Locate each line of the data below that contains the word "sits" and copy those lines out in full.

━━━━━━━━━━

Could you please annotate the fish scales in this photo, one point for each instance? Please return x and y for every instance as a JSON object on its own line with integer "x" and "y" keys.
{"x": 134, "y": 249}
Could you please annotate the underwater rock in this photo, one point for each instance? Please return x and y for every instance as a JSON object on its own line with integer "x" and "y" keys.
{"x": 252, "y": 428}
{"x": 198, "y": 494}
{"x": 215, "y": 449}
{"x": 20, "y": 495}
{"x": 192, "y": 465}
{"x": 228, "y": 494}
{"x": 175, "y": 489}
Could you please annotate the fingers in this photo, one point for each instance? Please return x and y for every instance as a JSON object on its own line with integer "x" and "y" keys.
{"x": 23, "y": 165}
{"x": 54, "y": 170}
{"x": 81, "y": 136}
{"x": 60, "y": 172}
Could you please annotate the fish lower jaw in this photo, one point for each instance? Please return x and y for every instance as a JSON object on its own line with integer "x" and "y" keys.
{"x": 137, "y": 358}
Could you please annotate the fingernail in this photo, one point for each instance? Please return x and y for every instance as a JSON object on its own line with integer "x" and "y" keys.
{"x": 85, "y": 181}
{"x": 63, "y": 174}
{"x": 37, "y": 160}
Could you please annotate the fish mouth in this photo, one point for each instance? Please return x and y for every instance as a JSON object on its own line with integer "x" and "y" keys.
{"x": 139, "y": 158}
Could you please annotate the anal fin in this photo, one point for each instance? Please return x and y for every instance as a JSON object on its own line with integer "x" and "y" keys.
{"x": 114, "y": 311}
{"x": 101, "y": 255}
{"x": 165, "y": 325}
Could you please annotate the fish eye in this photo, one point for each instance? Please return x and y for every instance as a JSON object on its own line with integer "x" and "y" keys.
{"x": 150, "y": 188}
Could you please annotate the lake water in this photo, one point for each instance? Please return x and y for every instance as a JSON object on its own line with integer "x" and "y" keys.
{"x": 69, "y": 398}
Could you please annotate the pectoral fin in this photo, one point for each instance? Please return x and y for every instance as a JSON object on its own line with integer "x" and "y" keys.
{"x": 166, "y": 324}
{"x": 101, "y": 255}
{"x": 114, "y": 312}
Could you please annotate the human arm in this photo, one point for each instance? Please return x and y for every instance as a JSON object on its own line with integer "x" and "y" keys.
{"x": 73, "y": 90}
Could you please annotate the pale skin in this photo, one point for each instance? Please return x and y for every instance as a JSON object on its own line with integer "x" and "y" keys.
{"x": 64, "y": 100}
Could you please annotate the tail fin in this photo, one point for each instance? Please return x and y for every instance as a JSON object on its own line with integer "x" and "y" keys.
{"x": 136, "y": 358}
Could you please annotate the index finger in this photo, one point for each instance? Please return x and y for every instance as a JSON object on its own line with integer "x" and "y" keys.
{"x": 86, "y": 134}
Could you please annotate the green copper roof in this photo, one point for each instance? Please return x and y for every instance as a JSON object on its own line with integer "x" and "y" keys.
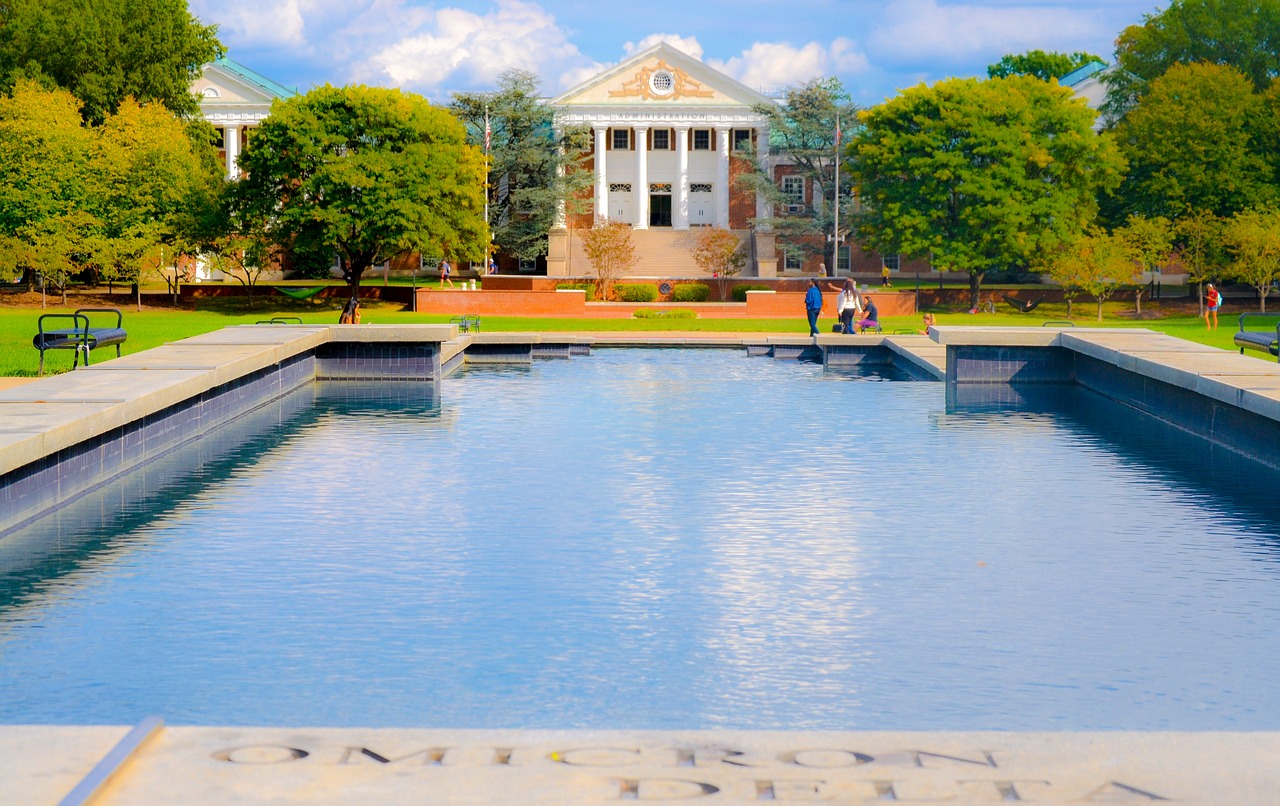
{"x": 257, "y": 79}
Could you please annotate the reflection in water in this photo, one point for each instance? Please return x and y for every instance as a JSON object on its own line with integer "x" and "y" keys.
{"x": 664, "y": 539}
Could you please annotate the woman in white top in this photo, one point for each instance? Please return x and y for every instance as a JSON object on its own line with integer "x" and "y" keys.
{"x": 848, "y": 305}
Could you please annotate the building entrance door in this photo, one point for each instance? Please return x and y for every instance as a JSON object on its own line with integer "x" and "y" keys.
{"x": 659, "y": 210}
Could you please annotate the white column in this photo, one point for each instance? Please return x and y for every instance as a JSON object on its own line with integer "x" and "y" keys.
{"x": 602, "y": 179}
{"x": 560, "y": 177}
{"x": 722, "y": 145}
{"x": 231, "y": 145}
{"x": 762, "y": 147}
{"x": 641, "y": 187}
{"x": 681, "y": 218}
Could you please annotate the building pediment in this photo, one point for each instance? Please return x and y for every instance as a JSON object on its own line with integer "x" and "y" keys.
{"x": 662, "y": 77}
{"x": 225, "y": 82}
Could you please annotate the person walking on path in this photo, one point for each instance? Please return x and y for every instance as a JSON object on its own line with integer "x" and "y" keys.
{"x": 813, "y": 305}
{"x": 848, "y": 305}
{"x": 1212, "y": 302}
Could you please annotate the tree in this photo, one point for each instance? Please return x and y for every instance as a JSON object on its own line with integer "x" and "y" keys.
{"x": 1193, "y": 143}
{"x": 720, "y": 253}
{"x": 45, "y": 175}
{"x": 1150, "y": 241}
{"x": 1239, "y": 33}
{"x": 1040, "y": 64}
{"x": 1200, "y": 248}
{"x": 804, "y": 128}
{"x": 609, "y": 248}
{"x": 365, "y": 172}
{"x": 1098, "y": 264}
{"x": 529, "y": 172}
{"x": 1253, "y": 239}
{"x": 979, "y": 174}
{"x": 106, "y": 50}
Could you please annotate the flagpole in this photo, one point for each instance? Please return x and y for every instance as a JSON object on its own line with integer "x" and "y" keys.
{"x": 835, "y": 233}
{"x": 488, "y": 255}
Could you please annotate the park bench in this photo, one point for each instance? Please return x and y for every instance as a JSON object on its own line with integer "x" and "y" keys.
{"x": 466, "y": 323}
{"x": 1266, "y": 339}
{"x": 81, "y": 337}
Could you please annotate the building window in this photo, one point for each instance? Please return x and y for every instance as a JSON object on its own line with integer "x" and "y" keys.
{"x": 792, "y": 187}
{"x": 662, "y": 82}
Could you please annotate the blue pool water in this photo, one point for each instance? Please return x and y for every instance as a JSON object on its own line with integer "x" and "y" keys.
{"x": 659, "y": 539}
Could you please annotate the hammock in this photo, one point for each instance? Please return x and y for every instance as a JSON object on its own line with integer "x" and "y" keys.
{"x": 300, "y": 293}
{"x": 1023, "y": 307}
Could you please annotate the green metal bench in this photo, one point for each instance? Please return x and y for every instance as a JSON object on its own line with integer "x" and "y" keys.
{"x": 81, "y": 337}
{"x": 1265, "y": 340}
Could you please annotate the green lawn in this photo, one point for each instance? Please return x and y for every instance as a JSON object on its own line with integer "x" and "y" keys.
{"x": 152, "y": 328}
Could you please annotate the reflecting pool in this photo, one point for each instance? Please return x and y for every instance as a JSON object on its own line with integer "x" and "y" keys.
{"x": 659, "y": 539}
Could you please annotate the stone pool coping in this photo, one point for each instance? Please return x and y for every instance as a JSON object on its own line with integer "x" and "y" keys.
{"x": 348, "y": 765}
{"x": 53, "y": 413}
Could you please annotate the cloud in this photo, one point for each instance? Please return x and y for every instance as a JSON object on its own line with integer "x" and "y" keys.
{"x": 922, "y": 32}
{"x": 686, "y": 44}
{"x": 456, "y": 47}
{"x": 773, "y": 64}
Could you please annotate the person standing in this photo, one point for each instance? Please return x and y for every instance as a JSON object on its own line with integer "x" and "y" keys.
{"x": 871, "y": 317}
{"x": 1212, "y": 302}
{"x": 848, "y": 305}
{"x": 813, "y": 305}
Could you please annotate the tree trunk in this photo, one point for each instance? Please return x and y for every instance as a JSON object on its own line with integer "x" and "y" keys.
{"x": 974, "y": 288}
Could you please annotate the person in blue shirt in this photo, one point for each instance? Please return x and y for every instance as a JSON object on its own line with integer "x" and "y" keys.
{"x": 813, "y": 305}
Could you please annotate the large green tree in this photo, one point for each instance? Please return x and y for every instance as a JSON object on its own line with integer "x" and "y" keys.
{"x": 106, "y": 50}
{"x": 804, "y": 128}
{"x": 531, "y": 165}
{"x": 1043, "y": 65}
{"x": 365, "y": 172}
{"x": 1240, "y": 33}
{"x": 979, "y": 174}
{"x": 1194, "y": 142}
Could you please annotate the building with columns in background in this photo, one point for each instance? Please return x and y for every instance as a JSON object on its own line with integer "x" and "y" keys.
{"x": 670, "y": 137}
{"x": 234, "y": 100}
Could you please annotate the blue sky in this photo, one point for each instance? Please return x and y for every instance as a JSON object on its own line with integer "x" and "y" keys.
{"x": 874, "y": 46}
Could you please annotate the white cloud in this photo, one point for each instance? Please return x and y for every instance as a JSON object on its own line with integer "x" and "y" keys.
{"x": 455, "y": 47}
{"x": 686, "y": 44}
{"x": 773, "y": 64}
{"x": 923, "y": 32}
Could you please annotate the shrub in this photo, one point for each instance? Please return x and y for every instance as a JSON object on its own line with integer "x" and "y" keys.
{"x": 740, "y": 291}
{"x": 664, "y": 314}
{"x": 691, "y": 292}
{"x": 588, "y": 287}
{"x": 635, "y": 292}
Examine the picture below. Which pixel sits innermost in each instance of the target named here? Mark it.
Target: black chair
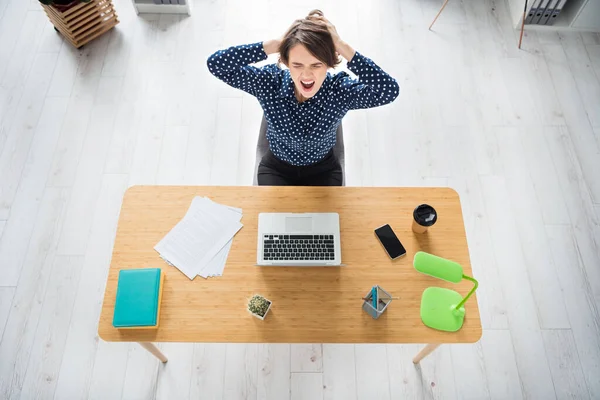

━━━━━━━━━━

** Result **
Examine the picture below. Which pixel sits innermost in each instance of the target named here? Mark it.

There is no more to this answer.